### ENTRIES SHOWN
==============================

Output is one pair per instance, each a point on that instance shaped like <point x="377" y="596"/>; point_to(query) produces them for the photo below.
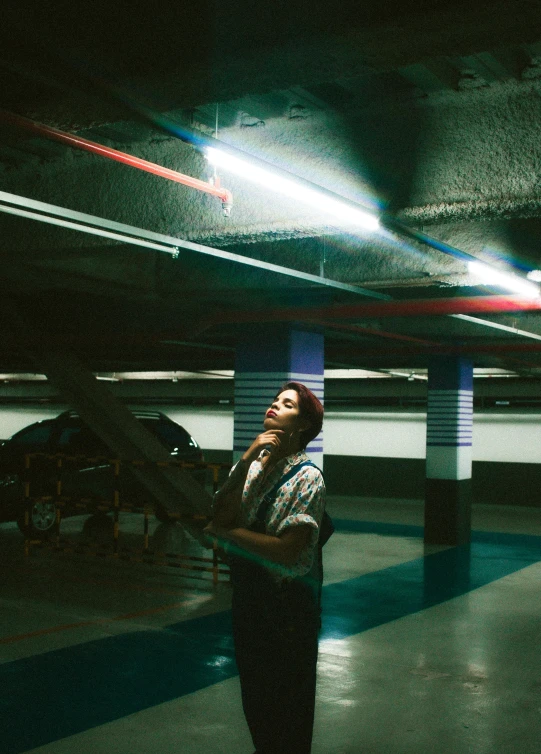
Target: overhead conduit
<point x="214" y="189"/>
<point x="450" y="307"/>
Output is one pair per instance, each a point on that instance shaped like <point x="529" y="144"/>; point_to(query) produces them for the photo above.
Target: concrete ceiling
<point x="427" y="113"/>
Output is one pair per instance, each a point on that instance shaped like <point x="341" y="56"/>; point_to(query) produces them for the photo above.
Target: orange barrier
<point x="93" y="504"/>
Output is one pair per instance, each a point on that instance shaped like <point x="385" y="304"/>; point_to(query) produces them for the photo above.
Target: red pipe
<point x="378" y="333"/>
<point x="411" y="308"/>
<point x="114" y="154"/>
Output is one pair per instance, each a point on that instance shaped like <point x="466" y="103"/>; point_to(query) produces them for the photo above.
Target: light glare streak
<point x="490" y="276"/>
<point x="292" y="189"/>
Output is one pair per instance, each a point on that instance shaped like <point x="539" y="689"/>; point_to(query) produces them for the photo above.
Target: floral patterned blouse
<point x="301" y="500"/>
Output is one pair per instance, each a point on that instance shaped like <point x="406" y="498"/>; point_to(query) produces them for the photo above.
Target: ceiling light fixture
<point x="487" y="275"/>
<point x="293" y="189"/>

==============================

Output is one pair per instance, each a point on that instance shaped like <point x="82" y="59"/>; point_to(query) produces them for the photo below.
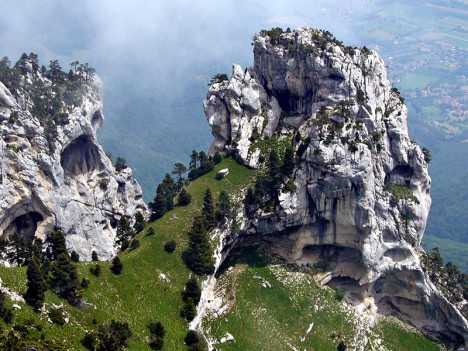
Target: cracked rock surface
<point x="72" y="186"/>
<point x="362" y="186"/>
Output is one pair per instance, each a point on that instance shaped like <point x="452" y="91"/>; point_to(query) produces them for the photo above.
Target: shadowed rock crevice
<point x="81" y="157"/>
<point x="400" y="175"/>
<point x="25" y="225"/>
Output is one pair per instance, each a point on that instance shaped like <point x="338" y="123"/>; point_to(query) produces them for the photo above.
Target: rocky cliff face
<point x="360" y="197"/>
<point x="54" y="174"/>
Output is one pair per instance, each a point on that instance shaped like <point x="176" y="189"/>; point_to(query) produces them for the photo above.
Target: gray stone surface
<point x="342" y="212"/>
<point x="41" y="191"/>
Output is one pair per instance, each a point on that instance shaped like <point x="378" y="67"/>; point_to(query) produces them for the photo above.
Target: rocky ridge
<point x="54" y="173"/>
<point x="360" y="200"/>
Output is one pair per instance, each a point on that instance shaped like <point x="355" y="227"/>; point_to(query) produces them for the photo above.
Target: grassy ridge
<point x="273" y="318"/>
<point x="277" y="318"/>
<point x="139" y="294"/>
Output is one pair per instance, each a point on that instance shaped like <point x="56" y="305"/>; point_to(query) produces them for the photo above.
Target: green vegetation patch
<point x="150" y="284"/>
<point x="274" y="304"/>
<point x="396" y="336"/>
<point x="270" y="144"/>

==============================

### TASK DESCRIPTION
Tally the rows above that contain the string "surface", with case counting, and give only the number.

### THE REPLY
2